Content starts
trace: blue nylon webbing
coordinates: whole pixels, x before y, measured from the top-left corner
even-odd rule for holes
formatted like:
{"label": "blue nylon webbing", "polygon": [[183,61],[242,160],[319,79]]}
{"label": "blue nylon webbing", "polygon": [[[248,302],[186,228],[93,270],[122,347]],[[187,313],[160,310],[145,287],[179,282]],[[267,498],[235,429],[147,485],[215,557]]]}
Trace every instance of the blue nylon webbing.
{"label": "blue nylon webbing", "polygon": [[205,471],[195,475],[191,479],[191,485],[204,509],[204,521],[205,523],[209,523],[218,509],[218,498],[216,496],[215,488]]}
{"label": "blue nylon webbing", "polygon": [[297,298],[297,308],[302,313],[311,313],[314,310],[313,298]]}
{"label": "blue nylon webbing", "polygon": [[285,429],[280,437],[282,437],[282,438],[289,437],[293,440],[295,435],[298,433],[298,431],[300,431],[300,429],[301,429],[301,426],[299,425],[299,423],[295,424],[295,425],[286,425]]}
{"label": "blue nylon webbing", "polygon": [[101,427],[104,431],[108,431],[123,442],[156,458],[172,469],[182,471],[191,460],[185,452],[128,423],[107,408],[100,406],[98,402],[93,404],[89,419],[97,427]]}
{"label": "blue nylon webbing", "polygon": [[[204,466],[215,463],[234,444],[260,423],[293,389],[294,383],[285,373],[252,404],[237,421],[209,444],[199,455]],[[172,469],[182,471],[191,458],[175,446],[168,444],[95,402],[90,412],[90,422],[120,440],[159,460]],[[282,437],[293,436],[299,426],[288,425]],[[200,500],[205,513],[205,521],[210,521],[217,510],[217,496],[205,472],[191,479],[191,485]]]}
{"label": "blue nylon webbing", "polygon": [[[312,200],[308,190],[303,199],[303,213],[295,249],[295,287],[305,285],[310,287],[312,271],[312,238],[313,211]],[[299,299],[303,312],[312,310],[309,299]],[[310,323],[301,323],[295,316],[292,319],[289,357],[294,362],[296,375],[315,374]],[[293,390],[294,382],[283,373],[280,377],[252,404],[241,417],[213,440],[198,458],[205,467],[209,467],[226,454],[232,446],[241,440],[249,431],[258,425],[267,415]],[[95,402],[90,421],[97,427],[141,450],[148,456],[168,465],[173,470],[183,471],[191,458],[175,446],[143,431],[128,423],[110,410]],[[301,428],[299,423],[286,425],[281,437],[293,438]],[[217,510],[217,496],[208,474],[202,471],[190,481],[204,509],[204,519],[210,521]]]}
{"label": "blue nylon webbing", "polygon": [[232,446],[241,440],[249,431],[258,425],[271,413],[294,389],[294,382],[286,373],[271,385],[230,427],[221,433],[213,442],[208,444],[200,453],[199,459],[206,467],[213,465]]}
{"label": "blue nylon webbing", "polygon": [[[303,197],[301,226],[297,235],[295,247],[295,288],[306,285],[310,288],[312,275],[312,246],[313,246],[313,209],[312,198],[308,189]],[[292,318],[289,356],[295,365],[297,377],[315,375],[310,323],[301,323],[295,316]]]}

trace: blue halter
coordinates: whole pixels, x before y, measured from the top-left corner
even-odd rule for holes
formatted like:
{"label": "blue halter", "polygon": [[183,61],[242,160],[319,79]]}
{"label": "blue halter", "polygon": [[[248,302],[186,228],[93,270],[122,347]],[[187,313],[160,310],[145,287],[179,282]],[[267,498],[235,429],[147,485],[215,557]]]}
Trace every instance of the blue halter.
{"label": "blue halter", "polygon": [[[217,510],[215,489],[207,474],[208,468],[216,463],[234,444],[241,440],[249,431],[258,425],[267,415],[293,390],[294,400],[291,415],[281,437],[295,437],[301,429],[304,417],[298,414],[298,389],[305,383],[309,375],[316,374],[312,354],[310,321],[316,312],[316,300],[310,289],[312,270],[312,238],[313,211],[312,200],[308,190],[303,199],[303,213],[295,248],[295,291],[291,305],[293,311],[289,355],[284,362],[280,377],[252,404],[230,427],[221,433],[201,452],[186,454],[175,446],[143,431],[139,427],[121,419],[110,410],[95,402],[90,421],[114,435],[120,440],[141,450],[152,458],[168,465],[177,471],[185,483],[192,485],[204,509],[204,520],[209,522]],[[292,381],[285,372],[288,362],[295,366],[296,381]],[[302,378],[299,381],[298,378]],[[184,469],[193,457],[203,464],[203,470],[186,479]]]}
Content ends
-- WHAT IS EXPECTED --
The entire set of records should be returned exactly.

-- EXERCISE RESPONSE --
trace: blue nylon webbing
coordinates: whole pixels, x before y, measured from the top-left corner
even-odd rule for holes
formatted like:
{"label": "blue nylon webbing", "polygon": [[183,61],[242,160],[319,79]]}
{"label": "blue nylon webbing", "polygon": [[[248,302],[186,228],[93,270],[122,347]],[[187,313],[160,310],[145,287],[179,282]],[[267,498],[235,429],[147,485],[215,557]]]}
Trace every instance of the blue nylon webbing.
{"label": "blue nylon webbing", "polygon": [[205,471],[195,475],[191,479],[191,485],[204,509],[204,521],[205,523],[209,523],[218,509],[218,498],[216,496],[215,488]]}
{"label": "blue nylon webbing", "polygon": [[297,298],[297,308],[302,313],[311,313],[314,310],[313,298]]}
{"label": "blue nylon webbing", "polygon": [[285,429],[280,437],[282,437],[282,438],[289,437],[293,440],[295,435],[298,433],[298,431],[300,431],[300,429],[301,429],[301,426],[299,425],[299,423],[295,424],[295,425],[286,425]]}
{"label": "blue nylon webbing", "polygon": [[101,427],[104,431],[108,431],[123,442],[156,458],[172,469],[182,471],[191,460],[185,452],[128,423],[107,408],[100,406],[98,402],[93,404],[89,419],[97,427]]}
{"label": "blue nylon webbing", "polygon": [[[204,466],[215,463],[234,444],[260,423],[293,389],[294,383],[285,373],[252,404],[237,421],[209,444],[199,455]],[[172,469],[182,471],[191,458],[175,446],[168,444],[95,402],[90,412],[90,422],[120,440],[159,460]],[[282,437],[293,436],[299,426],[288,425]],[[200,500],[205,513],[205,521],[210,521],[217,510],[217,496],[205,472],[191,479],[191,485]]]}
{"label": "blue nylon webbing", "polygon": [[[312,200],[308,190],[303,199],[303,213],[295,249],[295,287],[305,285],[310,287],[312,271],[312,238],[313,211]],[[299,299],[303,312],[312,310],[309,299]],[[310,323],[301,323],[295,316],[292,319],[289,357],[294,362],[296,375],[315,374]],[[293,390],[294,382],[283,373],[280,377],[252,404],[241,417],[213,440],[198,458],[205,467],[209,467],[226,454],[232,446],[241,440],[249,431],[258,425],[267,415]],[[95,402],[90,421],[97,427],[141,450],[148,456],[168,465],[173,470],[183,471],[191,458],[175,446],[143,431],[128,423],[110,410]],[[301,428],[299,423],[286,425],[281,437],[293,438]],[[217,510],[217,496],[208,474],[202,471],[190,481],[204,509],[204,519],[210,521]]]}
{"label": "blue nylon webbing", "polygon": [[232,446],[241,440],[249,431],[258,425],[271,413],[294,389],[294,382],[286,373],[271,385],[230,427],[221,433],[213,442],[208,444],[200,453],[199,459],[206,467],[213,465]]}
{"label": "blue nylon webbing", "polygon": [[[303,197],[301,226],[297,235],[295,247],[295,288],[306,285],[310,288],[312,275],[312,246],[313,246],[313,209],[312,198],[308,189]],[[292,318],[289,356],[295,365],[297,377],[315,375],[310,323],[301,323],[295,316]]]}

trace: blue halter
coordinates: whole pixels, x before y, measured from the top-left corner
even-odd rule for holes
formatted like:
{"label": "blue halter", "polygon": [[183,61],[242,160],[319,79]]}
{"label": "blue halter", "polygon": [[[248,302],[186,228],[93,270],[122,347]],[[187,313],[160,310],[145,287],[179,282]],[[267,498],[235,429],[147,485],[215,557]]]}
Trace every instance of the blue halter.
{"label": "blue halter", "polygon": [[[217,510],[215,489],[207,474],[208,468],[216,463],[234,444],[241,440],[249,431],[258,425],[267,415],[293,390],[294,400],[291,415],[281,437],[295,437],[301,429],[304,417],[298,414],[298,389],[305,383],[309,375],[316,374],[312,354],[310,321],[316,312],[316,300],[310,289],[312,270],[312,238],[313,211],[312,200],[308,190],[303,199],[303,213],[295,248],[295,291],[291,305],[293,311],[289,355],[284,362],[280,377],[252,404],[230,427],[221,433],[201,452],[186,454],[175,446],[143,431],[139,427],[121,419],[110,410],[95,402],[90,421],[114,435],[120,440],[141,450],[152,458],[168,465],[177,471],[185,483],[192,485],[204,509],[204,520],[209,522]],[[292,381],[285,372],[288,362],[295,366],[296,381]],[[302,378],[299,381],[298,378]],[[184,469],[193,457],[203,464],[203,470],[186,479]]]}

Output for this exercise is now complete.